## Extract to read

On Thu, May 23, 2013 at 11:50:30AM +1000, Trent W. Buck wrote:
Robin Humble <rjh+luv@cita.utoronto.ca> writes:
I'm back to using single large drives (with spun-down or offline backups) at home 'cos I don't like the power usage and noise of lots of raid drives. few *3tb is enough - I don't need 24tb always online.
essentially I'm doing raid1 but with very delayed and power-friendly mirroring, and am prepared to do a fair bit of work and/or lose some data when I get unreadable sectors.
Are you doing that manually (e.g. a daily cron job calling rsync or dd), or do you have something like mdadm --write-behind=BIGNUM?

## Supplied data
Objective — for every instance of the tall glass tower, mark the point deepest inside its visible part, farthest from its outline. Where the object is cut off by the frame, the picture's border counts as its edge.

## Given request A
Please translate this sentence from the email about home backups into Spanish: "Are you doing that manually (e.g. a daily cron job calling rsync or dd), or do you have something like mdadm --write-behind=BIGNUM?"
## Given request B
Swap "drives" for "disks" in the email about home backups and write out the passage between "On Thu, May" and "get unreadable sectors.", inclusive.

## Correct response A
¿Lo haces manualmente (p. ej., una tarea cron diaria que llama a rsync o dd), o tienes algo como mdadm --write-behind=BIGNUM?

## Correct response B
On Thu, May 23, 2013 at 11:50:30AM +1000, Trent W. Buck wrote:
Robin Humble <rjh+luv@cita.utoronto.ca> writes:
I'm back to using single large disks (with spun-down or offline backups) at home 'cos I don't like the power usage and noise of lots of raid disks. few *3tb is enough - I don't need 24tb always online.
essentially I'm doing raid1 but with very delayed and power-friendly mirroring, and am prepared to do a fair bit of work and/or lose some data when I get unreadable sectors.